■ Document extract:
In one of the most closely watched cases of the year, a Texas man named Zackey Rahimi is asking the Supreme Court to throw out his conviction under a federal law that bars people from possessing guns if they are the subject of a domestic violence restraining order. The court’s decision, expected next year, could have sweeping implications for other gun laws if it clarifies the legal standard by which those prohibitions should be judged.

“Guns and domestic abuse are a deadly combination,” U.S. Solicitor General Elizabeth Prelogar, who is representing the Biden administration and defending the federal law, told the justices in opening remarks. “Throughout our nation’s history, legislatures have disarmed those who have committed serious criminal conduct or whose access to guns poses a danger.”

Prelogar faced sharp early questioning from members of the court’s conservative wing about the scope of its argument that people are irresponsible or not law abiding can have their guns confiscated. Many of those questions appeared to geared toward how to limit the scope of a decision.

“Would you just briefly define what you mean by ‘law abiding’ and ‘responsible,'” Justice Clarence Thomas said.

■ Source material:
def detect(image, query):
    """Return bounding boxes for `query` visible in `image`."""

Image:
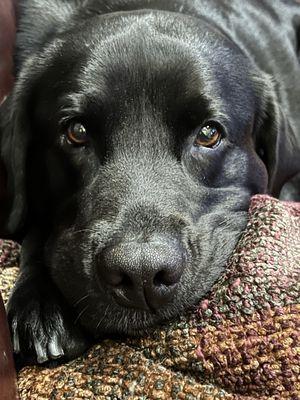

■ Exercise goal: Reproduce, word for word, the stretch of the Rahimi case passage from "Prelogar faced sharp" through "of a decision.".

■ Result:
Prelogar faced sharp early questioning from members of the court’s conservative wing about the scope of its argument that people are irresponsible or not law abiding can have their guns confiscated. Many of those questions appeared to geared toward how to limit the scope of a decision.